> **Document segment**:

◆ ◆ ◆ ◆ ◆ ◆ ◆

Both neighbors are presumed to benefit from the common fence. Therefore, the cost of erecting one should be covered by the two neighbors. However, the neighbor who wishes to set up a fence should first send a formal notice to their neighbors 30 days before commencing on any work. 
The law also laid out instances when the fence benefited both parties. This will determine who pays for the fence and whether or not the cost of putting up a common fence should be split into two. The notice you are supposed to send to your neighbor should have the following information. 
Inform your neighbor about the “good neighbor” fence law that instructs both of you to share costs since you will get equal benefits. Let them know that unless you agree in writing, the law will presume that you are equally responsible for the cost of construction, maintenance, and necessary replacement of the fence. 

Make sure you include:
  • The description of the fence
  • The estimated costs for fixing the problem;
  • Your proposal for how to split the costs
  • Your proposal for the timeline for getting the problem fixed.
The law also acknowledges that there are instances when the fence only benefits one party. In the event something like that happens, the person responsible for the fence is the one putting it up. 
Here are the reasons why these measures are taken.
  1. If the fence offers no real value to one neighbor and the cost of the fence is “substantially disproportionate to the benefit conferred” by the fence. 
  2. If the cost of installing the fence will more than the difference in the value of the property
  3. The neighbor with such a claim would have to prove beyond any reasonable doubt that they are going through financial hardships and that they are not financially able to cater to half the cost of the fence. 
  4. If the costs of the project are “unnecessary or excessive.”
  5. If the cost of the project is due the landowner’s desire to improve the look of his/her property.
While these are not set laws they offer some guidelines when installing a fence. The court is responsible for directing the split of costs between two neighbors. They could, at their own discretion, decide that the cost of the whole fence, its maintenance, and repairs be handled by a single party. 
Setting up a fence is not an entirely hard process, and it should not always involve the law. It is possible for two neighbors to amicably set up a fence and benefit from it. However, they need to make sure that every agreement is made in writing. 
This way, they are well aware of each other’s responsibilities. Written agreements also make it easier for each neighbor to live harmoniously. In the event such agreements cannot be met, speaking to one of your local attorneys will help.

◆ ◆ ◆ ◆ ◆ ◆ ◆

> **Data to process**:
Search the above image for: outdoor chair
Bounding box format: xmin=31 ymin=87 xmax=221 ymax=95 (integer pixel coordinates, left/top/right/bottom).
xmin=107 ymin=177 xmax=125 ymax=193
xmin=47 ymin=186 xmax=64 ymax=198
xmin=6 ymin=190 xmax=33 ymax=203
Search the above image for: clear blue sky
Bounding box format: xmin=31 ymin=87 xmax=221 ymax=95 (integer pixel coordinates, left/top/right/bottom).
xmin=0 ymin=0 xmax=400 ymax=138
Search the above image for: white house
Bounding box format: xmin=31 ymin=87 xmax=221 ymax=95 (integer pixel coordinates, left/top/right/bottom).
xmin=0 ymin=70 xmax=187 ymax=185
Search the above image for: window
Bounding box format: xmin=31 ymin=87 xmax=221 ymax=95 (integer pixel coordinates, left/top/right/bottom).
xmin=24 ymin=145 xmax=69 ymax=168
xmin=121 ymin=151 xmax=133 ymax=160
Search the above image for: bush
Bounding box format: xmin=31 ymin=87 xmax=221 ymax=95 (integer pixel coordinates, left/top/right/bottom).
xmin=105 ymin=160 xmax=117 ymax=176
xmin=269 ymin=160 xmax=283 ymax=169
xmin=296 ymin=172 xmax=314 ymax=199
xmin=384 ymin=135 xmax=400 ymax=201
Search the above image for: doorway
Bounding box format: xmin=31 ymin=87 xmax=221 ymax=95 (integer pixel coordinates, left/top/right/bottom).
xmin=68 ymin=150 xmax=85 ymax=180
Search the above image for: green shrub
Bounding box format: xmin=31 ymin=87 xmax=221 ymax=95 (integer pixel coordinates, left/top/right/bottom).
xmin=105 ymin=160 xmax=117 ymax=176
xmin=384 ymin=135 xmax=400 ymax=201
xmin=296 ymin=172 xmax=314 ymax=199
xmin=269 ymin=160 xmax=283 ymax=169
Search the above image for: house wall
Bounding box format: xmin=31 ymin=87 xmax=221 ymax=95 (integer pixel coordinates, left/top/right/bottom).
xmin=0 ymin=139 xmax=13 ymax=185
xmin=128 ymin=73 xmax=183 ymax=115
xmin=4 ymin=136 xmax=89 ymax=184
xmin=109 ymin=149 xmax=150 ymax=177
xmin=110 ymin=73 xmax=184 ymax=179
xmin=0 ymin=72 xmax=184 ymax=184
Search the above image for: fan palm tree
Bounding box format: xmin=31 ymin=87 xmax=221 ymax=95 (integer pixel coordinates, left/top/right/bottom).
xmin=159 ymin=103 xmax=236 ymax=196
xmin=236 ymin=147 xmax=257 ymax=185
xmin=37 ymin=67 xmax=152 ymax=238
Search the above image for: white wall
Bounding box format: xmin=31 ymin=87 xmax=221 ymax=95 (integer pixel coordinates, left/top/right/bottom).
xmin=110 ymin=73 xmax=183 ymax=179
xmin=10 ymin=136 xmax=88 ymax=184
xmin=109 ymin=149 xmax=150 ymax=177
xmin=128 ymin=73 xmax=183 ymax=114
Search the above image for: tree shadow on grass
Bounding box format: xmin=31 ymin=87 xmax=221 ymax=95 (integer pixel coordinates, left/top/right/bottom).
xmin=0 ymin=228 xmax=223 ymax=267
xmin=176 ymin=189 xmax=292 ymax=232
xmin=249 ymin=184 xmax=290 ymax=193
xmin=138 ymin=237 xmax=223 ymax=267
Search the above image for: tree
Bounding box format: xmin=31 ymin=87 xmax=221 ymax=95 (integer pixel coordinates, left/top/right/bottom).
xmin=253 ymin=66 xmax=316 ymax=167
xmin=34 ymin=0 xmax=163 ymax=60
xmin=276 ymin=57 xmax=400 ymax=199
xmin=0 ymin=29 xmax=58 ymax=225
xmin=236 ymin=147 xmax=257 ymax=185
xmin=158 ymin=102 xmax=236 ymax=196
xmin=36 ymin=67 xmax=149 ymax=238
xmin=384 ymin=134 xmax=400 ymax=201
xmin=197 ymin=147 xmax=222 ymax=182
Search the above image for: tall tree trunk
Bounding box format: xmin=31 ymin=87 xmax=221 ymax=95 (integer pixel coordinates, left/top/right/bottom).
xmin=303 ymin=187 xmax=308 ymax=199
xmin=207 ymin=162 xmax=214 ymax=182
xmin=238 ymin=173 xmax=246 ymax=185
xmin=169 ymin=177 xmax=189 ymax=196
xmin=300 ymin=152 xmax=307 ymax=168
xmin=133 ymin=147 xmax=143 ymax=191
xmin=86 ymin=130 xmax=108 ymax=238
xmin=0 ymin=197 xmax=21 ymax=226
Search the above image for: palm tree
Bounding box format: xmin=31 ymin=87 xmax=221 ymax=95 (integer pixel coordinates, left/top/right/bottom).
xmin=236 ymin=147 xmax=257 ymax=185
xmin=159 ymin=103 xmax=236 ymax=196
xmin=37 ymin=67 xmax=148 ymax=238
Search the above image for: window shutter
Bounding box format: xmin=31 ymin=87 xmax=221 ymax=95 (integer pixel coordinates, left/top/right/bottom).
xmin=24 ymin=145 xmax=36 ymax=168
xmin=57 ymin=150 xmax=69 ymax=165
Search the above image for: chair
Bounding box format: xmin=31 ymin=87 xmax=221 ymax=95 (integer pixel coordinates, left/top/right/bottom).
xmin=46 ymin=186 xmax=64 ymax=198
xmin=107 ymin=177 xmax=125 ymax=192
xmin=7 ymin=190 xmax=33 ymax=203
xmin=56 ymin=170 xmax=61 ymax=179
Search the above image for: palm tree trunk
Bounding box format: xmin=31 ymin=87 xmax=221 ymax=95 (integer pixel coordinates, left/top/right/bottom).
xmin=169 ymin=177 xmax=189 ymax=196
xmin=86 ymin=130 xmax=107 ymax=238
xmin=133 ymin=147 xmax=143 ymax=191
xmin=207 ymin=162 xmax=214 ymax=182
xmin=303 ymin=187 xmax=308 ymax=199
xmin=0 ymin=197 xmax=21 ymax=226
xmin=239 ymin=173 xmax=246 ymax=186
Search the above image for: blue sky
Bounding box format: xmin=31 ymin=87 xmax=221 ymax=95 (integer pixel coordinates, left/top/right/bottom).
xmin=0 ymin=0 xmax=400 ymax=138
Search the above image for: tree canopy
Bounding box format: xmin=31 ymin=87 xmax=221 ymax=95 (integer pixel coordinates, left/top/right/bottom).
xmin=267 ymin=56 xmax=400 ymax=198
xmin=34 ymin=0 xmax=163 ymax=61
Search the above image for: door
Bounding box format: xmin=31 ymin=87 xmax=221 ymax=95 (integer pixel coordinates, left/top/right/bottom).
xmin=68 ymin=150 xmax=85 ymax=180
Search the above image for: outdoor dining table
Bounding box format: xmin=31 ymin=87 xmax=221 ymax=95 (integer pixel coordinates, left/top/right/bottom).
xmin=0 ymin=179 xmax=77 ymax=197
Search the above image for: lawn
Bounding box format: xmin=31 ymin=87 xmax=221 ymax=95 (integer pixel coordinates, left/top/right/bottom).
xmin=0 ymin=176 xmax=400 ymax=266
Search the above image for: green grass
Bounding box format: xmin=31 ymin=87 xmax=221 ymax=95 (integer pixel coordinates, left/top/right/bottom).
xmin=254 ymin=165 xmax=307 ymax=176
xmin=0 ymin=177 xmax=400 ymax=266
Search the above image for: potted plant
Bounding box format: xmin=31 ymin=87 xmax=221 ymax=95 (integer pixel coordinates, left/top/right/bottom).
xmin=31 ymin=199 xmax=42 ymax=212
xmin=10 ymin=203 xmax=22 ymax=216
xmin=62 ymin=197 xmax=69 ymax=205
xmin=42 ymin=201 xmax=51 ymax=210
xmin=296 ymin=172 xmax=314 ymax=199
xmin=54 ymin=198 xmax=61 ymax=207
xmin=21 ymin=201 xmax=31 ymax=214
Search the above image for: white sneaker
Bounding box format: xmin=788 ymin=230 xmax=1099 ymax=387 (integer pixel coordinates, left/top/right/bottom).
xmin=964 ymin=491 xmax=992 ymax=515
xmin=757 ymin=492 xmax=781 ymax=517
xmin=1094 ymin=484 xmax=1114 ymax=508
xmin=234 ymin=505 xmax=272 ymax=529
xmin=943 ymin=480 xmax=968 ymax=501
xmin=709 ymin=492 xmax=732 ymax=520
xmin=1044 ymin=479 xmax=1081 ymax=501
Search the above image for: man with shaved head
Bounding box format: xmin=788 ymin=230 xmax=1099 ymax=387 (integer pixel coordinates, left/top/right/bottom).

◆ ◆ ◆ ◆ ◆ ◆ ◆

> **Goal A**: List the items that the text on shared fence costs says to include in the notice to a neighbor.
> **Goal B**: Return every line of the rows that contains the string "house", treating uppercase and lowercase as different.

> **Task answer A**:
- The description of the fence
- The estimated costs for fixing the problem
- Your proposal for how to split the costs
- Your proposal for the timeline for getting the problem fixed

> **Task answer B**:
Search the above image for: white house
Search the above image for: house wall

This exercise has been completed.